Stored data entries
==============================
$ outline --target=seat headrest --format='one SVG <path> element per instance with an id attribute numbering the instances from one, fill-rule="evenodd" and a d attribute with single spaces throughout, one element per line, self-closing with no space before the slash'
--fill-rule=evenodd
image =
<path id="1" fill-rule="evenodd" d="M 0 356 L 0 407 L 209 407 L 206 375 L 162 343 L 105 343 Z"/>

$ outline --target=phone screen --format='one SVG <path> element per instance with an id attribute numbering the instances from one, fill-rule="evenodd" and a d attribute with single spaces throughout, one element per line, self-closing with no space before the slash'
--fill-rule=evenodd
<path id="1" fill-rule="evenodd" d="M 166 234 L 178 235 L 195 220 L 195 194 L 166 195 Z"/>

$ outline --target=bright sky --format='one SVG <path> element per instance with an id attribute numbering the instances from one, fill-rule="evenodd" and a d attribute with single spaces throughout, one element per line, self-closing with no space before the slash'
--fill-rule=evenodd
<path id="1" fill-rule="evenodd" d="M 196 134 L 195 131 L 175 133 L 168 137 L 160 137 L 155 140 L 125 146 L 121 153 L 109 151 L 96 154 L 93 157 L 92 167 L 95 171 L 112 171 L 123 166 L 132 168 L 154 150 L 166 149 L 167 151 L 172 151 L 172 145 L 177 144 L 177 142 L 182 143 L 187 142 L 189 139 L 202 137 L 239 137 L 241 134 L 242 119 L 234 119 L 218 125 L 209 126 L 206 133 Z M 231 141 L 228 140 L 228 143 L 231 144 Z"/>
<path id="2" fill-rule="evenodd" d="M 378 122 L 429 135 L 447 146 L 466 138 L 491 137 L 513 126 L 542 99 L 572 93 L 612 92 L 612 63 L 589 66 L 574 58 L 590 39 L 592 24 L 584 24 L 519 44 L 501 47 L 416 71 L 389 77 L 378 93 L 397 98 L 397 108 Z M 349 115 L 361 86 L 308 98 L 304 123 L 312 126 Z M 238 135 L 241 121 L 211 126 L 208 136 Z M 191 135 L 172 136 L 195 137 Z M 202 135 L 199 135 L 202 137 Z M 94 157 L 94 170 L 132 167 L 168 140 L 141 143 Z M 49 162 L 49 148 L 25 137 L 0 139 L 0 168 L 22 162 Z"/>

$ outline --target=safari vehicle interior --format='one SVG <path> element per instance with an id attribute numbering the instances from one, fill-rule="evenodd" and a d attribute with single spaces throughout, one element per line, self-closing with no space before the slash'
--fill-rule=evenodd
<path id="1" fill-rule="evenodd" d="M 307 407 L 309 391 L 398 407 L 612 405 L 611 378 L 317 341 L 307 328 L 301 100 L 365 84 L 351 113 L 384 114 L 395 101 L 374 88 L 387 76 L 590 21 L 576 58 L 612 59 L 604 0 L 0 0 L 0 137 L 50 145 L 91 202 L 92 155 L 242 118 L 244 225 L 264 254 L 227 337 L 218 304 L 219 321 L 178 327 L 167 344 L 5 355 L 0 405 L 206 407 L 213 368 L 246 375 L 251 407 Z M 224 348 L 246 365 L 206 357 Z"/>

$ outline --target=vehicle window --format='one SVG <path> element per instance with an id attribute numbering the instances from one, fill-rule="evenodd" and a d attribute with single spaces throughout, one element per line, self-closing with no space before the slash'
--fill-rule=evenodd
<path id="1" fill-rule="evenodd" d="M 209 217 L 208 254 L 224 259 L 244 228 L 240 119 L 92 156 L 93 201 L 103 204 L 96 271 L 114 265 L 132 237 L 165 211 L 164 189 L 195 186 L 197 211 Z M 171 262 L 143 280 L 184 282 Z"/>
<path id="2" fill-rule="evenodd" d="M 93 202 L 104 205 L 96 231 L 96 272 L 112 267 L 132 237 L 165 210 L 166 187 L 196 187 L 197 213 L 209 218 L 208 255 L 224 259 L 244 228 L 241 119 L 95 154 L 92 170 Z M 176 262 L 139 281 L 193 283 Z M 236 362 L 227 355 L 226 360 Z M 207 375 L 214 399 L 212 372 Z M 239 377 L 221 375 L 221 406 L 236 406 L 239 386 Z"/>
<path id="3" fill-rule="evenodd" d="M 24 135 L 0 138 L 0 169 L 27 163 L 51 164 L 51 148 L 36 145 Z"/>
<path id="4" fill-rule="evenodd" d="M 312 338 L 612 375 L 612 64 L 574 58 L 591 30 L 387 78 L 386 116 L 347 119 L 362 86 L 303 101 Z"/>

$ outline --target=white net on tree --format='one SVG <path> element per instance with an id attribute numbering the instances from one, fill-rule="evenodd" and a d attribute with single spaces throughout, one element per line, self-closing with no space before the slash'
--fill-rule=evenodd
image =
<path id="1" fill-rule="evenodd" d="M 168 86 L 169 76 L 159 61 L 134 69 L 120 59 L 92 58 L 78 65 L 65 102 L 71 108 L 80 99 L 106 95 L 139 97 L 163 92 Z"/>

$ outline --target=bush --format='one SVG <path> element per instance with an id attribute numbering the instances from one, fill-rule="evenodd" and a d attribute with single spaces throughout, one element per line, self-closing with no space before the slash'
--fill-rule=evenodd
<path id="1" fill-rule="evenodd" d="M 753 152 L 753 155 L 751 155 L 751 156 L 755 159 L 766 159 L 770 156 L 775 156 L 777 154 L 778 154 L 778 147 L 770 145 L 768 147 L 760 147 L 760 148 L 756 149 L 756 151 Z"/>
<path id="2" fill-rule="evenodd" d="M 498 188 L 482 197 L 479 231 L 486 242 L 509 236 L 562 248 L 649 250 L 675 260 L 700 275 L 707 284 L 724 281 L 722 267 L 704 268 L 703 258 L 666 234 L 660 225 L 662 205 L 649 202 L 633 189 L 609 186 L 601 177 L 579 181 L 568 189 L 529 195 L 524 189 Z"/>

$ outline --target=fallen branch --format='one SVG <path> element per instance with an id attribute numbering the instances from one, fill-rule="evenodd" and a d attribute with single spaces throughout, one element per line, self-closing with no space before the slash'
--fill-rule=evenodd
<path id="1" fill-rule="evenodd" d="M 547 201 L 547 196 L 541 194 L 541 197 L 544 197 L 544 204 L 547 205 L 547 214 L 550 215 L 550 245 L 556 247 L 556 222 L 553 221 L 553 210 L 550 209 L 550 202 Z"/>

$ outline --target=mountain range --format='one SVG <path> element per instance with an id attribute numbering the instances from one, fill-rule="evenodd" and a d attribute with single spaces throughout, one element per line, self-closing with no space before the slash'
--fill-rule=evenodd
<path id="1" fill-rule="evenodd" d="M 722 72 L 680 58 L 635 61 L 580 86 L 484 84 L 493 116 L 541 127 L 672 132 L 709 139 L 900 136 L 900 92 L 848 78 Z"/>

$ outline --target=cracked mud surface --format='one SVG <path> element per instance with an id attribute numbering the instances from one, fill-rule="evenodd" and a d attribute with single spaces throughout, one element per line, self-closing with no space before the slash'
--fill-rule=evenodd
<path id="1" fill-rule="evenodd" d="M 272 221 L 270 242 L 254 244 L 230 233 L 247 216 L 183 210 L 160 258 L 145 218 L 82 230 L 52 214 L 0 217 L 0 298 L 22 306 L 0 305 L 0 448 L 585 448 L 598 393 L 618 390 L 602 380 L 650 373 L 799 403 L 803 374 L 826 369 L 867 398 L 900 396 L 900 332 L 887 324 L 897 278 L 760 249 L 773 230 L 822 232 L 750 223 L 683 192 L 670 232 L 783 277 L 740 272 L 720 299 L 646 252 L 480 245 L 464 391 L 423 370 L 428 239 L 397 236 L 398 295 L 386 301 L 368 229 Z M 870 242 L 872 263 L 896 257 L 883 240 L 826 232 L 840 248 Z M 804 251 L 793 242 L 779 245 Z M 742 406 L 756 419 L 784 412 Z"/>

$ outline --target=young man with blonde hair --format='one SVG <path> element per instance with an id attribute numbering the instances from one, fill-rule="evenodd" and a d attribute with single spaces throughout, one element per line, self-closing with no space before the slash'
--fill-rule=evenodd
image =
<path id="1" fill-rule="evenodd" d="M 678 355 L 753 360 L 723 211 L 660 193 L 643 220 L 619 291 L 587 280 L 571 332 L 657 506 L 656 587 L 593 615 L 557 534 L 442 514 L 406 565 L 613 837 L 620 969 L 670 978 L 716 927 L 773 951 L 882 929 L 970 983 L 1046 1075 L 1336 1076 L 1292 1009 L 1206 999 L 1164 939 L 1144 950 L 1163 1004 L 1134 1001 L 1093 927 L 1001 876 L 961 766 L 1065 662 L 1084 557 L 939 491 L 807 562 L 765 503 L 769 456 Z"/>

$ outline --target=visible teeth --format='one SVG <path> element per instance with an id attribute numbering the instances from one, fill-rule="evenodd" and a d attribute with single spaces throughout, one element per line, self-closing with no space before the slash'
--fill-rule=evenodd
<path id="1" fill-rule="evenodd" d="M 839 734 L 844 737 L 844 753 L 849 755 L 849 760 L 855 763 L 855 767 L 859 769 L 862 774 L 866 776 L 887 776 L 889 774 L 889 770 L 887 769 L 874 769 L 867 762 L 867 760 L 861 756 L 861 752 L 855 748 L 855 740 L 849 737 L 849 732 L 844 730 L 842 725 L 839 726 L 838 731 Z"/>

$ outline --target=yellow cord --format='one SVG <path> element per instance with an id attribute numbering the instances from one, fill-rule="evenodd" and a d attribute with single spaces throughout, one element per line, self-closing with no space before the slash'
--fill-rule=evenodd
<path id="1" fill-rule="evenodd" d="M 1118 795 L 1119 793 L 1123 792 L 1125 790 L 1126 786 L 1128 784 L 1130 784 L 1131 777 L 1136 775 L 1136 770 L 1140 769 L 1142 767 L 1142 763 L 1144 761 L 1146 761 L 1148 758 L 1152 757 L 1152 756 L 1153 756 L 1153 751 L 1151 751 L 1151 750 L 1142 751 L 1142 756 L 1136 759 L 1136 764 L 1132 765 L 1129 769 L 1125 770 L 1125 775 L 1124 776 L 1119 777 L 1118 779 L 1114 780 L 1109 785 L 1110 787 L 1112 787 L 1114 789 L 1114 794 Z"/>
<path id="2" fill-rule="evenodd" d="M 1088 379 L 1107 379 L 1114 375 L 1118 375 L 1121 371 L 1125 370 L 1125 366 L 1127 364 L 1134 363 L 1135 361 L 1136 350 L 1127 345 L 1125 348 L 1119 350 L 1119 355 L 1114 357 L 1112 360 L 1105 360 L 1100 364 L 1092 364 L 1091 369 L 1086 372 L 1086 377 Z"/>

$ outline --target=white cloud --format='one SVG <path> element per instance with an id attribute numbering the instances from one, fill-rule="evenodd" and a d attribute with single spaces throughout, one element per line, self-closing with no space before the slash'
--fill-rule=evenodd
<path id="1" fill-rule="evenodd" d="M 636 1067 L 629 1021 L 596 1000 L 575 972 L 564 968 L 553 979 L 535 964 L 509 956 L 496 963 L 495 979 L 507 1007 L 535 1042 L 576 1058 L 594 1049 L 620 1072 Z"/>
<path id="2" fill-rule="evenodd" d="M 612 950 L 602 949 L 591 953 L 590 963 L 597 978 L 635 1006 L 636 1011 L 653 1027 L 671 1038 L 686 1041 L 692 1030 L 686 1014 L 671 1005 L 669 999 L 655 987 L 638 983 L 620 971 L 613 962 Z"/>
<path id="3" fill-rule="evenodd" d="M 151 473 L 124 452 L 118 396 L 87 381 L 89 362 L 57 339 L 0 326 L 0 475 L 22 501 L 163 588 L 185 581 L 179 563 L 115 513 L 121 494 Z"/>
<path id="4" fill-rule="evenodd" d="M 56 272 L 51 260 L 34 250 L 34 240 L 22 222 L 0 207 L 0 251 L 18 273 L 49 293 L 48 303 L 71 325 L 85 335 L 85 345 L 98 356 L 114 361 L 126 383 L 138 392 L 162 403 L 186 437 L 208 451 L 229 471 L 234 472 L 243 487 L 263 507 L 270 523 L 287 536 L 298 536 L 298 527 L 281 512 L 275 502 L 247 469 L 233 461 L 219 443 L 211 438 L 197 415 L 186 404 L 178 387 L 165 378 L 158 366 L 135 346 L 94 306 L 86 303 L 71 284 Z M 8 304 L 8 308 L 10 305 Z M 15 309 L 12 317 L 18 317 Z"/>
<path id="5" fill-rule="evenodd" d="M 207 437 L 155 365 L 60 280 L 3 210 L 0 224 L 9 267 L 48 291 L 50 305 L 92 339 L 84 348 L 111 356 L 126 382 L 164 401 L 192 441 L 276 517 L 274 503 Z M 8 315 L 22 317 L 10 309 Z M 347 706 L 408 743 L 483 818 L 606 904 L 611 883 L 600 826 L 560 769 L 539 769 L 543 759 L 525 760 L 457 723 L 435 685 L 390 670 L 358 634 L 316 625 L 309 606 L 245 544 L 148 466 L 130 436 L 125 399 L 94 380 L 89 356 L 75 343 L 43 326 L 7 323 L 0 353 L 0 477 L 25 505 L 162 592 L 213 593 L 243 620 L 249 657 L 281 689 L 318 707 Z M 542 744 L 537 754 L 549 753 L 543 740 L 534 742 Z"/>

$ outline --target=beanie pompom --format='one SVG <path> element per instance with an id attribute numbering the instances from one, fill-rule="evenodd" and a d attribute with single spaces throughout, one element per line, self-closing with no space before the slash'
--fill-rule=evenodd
==============================
What is needed is an exact copy of the entries from their first line down to the line with "outline --target=phone screen", that line included, and nothing beyond it.

$ outline --target=seat headrest --format='one SVG <path> element per instance with an id attribute numbering the instances from one, fill-rule="evenodd" and a d attribute with single spaces throughout, one element per line, self-closing with no space before the slash'
--fill-rule=evenodd
image =
<path id="1" fill-rule="evenodd" d="M 0 356 L 0 407 L 209 407 L 206 375 L 162 343 L 105 343 Z"/>

$ outline --target=phone screen --format='one SVG <path> element per instance with an id attribute numbering the instances from one, fill-rule="evenodd" and a d attribute with single spaces throughout, one element per line, self-closing with no space before the slash'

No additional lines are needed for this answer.